**DO THIS**:
Please pull out each line of the material below that contains the string "feather". Case counts.
··· GIVEN DATA
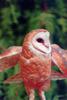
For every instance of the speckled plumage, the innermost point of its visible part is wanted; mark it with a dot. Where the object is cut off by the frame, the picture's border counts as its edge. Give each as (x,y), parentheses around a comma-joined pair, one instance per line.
(35,64)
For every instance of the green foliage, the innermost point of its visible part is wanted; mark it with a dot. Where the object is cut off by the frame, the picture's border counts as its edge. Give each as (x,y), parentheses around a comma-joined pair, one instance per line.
(16,19)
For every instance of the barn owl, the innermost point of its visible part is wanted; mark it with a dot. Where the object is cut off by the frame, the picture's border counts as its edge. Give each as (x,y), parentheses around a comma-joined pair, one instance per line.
(35,59)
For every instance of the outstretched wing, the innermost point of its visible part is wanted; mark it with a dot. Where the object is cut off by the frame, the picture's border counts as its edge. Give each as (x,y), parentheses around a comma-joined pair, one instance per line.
(14,79)
(10,57)
(59,58)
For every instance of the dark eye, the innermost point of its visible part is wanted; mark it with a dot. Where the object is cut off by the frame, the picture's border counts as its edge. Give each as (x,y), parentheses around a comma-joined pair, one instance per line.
(40,40)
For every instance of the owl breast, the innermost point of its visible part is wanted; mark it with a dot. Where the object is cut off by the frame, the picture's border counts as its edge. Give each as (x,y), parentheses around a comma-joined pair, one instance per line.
(35,70)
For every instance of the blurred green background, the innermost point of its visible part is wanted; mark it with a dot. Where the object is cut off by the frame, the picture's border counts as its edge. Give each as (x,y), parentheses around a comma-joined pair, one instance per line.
(18,17)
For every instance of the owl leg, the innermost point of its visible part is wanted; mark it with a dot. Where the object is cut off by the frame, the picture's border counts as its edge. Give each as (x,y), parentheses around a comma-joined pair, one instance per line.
(31,95)
(42,96)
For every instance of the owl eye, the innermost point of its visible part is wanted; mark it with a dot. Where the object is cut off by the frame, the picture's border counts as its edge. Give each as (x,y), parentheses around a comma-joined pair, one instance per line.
(40,40)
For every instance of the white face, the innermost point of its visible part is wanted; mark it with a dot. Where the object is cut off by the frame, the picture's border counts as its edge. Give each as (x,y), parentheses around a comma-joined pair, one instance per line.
(40,43)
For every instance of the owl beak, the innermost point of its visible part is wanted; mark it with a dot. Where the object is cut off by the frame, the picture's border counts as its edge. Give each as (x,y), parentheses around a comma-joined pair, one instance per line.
(46,45)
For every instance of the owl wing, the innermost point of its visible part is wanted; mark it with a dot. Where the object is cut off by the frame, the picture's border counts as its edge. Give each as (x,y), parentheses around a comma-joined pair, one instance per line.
(59,59)
(10,57)
(14,79)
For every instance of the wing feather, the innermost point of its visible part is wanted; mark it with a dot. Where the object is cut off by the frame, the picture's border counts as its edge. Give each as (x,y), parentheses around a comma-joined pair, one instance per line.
(10,57)
(14,79)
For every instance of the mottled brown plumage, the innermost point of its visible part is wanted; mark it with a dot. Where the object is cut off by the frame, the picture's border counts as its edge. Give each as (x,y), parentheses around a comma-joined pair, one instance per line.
(35,60)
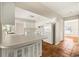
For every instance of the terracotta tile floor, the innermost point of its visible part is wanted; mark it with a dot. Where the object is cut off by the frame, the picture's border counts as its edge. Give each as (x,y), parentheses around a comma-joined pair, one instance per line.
(67,48)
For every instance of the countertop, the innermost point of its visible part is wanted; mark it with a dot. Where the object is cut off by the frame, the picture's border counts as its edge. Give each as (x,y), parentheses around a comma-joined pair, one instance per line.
(18,41)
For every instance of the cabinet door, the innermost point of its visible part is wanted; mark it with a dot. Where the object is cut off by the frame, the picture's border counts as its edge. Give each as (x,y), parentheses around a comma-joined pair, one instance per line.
(30,51)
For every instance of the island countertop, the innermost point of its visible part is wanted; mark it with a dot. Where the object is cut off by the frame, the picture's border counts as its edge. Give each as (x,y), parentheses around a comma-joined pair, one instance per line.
(18,41)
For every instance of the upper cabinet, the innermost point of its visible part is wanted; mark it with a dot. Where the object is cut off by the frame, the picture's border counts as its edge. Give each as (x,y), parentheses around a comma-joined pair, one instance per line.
(7,13)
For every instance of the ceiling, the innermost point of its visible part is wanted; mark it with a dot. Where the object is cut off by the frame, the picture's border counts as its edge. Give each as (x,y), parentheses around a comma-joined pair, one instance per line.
(51,9)
(27,15)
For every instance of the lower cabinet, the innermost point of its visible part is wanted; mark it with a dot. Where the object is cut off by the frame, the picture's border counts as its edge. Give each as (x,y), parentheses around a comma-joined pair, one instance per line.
(32,50)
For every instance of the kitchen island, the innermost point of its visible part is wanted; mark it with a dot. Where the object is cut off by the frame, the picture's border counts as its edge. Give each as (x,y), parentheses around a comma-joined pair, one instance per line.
(21,46)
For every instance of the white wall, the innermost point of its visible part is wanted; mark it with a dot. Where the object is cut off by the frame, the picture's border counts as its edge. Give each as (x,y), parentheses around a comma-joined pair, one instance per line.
(72,18)
(21,25)
(59,28)
(0,32)
(7,11)
(73,24)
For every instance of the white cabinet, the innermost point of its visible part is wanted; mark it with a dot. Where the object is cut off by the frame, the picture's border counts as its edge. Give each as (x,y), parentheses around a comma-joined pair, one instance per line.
(31,50)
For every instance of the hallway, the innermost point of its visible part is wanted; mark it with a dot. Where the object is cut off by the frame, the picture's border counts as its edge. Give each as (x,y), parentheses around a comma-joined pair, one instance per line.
(67,48)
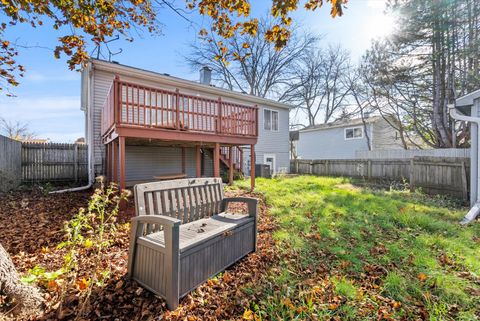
······
**CORRECT RESPONSE**:
For every instance of the wing feather, the innermost point of its visible part is wanted; mark it with a dot. Where the object is cut off by the frame, the picture's border counts as its edge. Give each as (x,y), parentheses around a comma-joined pair, one instance per line.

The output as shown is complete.